--- begin Source document ---

On Fri, 7 Mar 2008, Henning Brauer wrote:

>* Dave Anderson <[EMAIL PROTECTED]> [2008-03-07 17:34]:
>> On Fri, 7 Mar 2008, Konrad wrote:
>>
>> >>> Nice, you probably want to keep the application/kernel tag name spaces
>> >>> distinct though. Otherwise it would be easy for any local user/program
>> >>> to mess with pf.conf generated tags and bypass filtering etc. It could
>> >>> be as easy as adding a prefix ("APP_" ?) to all application generated
>> >>> tags.
>> >
>> >>actually you have a point here... sockets don't even require root.
>> >
>> >That is true, my point is that to change the tags in the kernel is not
>> >a nice way. A programm which set the tag "VPN1" and will get
>> >"APP_VPN1" ?? This is not a good behavior, IMHO.
>>
>> Why not just require that any application-generated tag must start with
>> some fixed string ("APP_" or "@" or whatever)?
>
>not enough, you don't want an app started by joe random to assign the
>same packet as, say, ftp-proxy...

--- end Source document ---
--- begin Source material ---

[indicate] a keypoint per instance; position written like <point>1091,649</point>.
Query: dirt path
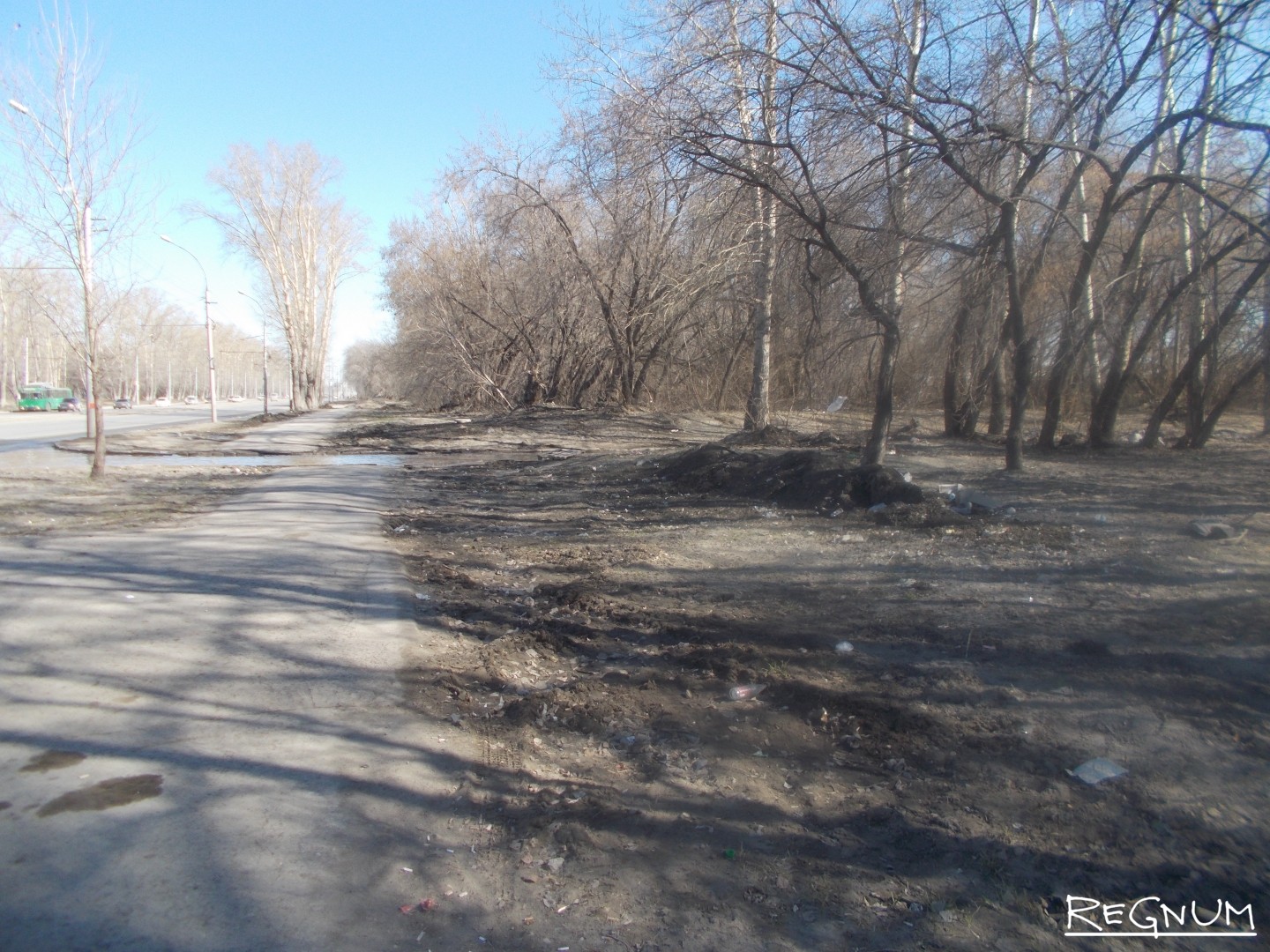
<point>925,684</point>
<point>902,779</point>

--- end Source material ---

**Tasks:**
• A. From the pf tag exchange, extract the passage that begins at the words "On Fri, 7 Mar 2008, Henning" and stops after "even require root.".
• B. According to the pf tag exchange, why should application tags and kernel tags be kept in distinct name spaces?
• C. Proceed with the pf tag exchange from the point where it stops.
The material that accompanies the pf tag exchange is separate from it.

**Results:**
• A.
On Fri, 7 Mar 2008, Henning Brauer wrote:

>* Dave Anderson <[EMAIL PROTECTED]> [2008-03-07 17:34]:
>> On Fri, 7 Mar 2008, Konrad wrote:
>>
>> >>> Nice, you probably want to keep the application/kernel tag name spaces
>> >>> distinct though. Otherwise it would be easy for any local user/program
>> >>> to mess with pf.conf generated tags and bypass filtering etc. It could
>> >>> be as easy as adding a prefix ("APP_" ?) to all application generated
>> >>> tags.
>> >
>> >>actually you have a point here... sockets don't even require root.

• B. Without that separation, any local user or program could interfere with tags generated by pf.conf and thereby bypass filtering. The exchange adds that sockets do not even require root.

• C.
Interesting point.  Exactly what separation of namespaces does need to
be enforced?  Applications running with root privileges presumably
should be able to set any tag.  How many different namespaces are needed
for all the non-root processes, and how do they get assigned to the
appropriate namespace?  Do we need one per user plus one per group to
provide flexibility while preventing interference?  If so, using
prefixes like "@<user-number>U_"  and "@<group_number>G_" would be
simple for both the application designer and the person crafting the pf
rules to understand.  Or should this, at least for the moment, be
limited to root processes?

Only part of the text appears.